WHAT THE EXERCISE ASKS. From the text on Mexico's indigenous communities and COVID-19, extract the passage starting at "On March 30, the" and ending at "he pointed out.", copying it word for word.

TEXT SECTION.
⁂

Historically, indigenous communities have been pushed aside when it comes to budget allocation, infrastructure projects and, more recently, COVID-19 protection measures. But these communities decided not to stand idly and installed their own blockades and curfews to protect their villages, local leaders and officials told Reuters.

Deputy Minister of Health, Hugo López-Gatell reported yesterday that the number of infected in the country increased to 8,261, while the death toll rises to 686. Out of those, more than 70 of confirmed cases have been people that speak an indigenous language and at least 13 of them have died. In rural Mexico, indigenous communities are located in remote locations, away from hospitals and with poor medical care, making them more vulnerable. 

On March 30, the government declared a health emergency and ordered non-essential companies to close. In the hills of Oaxaca, local authorities in Santa Maria Yaviche agreed to detain anyone entering or leaving unless there is an emergency and no one can leave their house after 9 p.m. Likewise, in Chiapas, the rebel Ejército Zapatista de Liberación Nacional ordered its villages to go into lockdown weeks before such measures were implemented by the federal government.

"In our communities, we often do not realize how serious the situation is, because we have always experienced isolation and solved problems in community and in solidarity," Oswaldo Martínez, who presents a radio program, said in an interview for the Thomson Reuters Foundation. "The blockade is a mechanism for people to be aware of the seriousness of the situation," he pointed out.

According to INEGI, about a fifth of Mexico's population identifies as indigenous. And as COVID-19 approaches these communities, this proportion in Mexico faces a great challenge as only 1.5 percent of the country's public hospital facilities are in rural areas.

⁂

DATA EXTRACT.
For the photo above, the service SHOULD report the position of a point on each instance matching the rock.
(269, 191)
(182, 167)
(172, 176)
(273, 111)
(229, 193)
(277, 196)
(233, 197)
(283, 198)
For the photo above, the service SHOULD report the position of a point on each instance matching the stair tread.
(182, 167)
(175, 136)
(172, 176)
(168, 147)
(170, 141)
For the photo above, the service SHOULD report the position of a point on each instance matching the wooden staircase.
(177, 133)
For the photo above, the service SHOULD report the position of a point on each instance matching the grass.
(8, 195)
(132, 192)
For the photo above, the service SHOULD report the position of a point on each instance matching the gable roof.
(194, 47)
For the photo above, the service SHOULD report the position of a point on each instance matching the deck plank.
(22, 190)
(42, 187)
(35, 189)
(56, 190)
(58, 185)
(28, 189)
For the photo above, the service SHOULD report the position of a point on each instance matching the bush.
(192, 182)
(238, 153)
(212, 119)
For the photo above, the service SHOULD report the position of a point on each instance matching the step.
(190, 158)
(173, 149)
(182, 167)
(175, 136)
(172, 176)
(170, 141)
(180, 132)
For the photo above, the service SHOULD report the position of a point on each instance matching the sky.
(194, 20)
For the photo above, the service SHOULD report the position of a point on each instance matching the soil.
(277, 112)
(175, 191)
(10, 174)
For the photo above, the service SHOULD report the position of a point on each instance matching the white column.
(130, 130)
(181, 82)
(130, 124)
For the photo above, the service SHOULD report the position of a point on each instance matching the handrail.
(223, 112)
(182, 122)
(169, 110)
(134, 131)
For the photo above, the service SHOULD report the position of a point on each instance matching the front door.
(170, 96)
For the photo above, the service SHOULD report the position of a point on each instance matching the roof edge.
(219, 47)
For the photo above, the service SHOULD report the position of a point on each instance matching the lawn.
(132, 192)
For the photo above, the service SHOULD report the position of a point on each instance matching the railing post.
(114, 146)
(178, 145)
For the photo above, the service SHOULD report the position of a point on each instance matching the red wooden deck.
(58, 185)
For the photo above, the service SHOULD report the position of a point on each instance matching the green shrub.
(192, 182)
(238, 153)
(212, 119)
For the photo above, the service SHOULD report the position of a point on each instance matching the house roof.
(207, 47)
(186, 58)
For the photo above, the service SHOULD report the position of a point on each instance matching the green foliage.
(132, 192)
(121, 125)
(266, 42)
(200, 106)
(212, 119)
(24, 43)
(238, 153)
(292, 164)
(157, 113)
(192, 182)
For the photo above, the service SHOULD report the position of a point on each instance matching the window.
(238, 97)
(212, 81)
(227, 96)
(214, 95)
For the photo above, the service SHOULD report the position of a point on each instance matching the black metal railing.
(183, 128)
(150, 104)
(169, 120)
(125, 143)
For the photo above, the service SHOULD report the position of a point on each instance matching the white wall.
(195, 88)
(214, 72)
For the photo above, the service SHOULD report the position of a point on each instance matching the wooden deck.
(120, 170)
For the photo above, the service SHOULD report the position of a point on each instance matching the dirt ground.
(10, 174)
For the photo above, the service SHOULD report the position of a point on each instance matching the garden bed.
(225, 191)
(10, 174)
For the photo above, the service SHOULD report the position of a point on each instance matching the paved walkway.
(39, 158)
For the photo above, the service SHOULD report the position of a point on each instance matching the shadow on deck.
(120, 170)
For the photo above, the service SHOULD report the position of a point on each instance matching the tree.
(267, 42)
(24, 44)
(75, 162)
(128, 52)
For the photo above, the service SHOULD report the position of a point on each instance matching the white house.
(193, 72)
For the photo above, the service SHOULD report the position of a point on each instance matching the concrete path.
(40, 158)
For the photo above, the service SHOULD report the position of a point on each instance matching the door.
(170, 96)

⁂

COMPLETED EXERCISE.
On March 30, the government declared a health emergency and ordered non-essential companies to close. In the hills of Oaxaca, local authorities in Santa Maria Yaviche agreed to detain anyone entering or leaving unless there is an emergency and no one can leave their house after 9 p.m. Likewise, in Chiapas, the rebel Ejército Zapatista de Liberación Nacional ordered its villages to go into lockdown weeks before such measures were implemented by the federal government.

"In our communities, we often do not realize how serious the situation is, because we have always experienced isolation and solved problems in community and in solidarity," Oswaldo Martínez, who presents a radio program, said in an interview for the Thomson Reuters Foundation. "The blockade is a mechanism for people to be aware of the seriousness of the situation," he pointed out.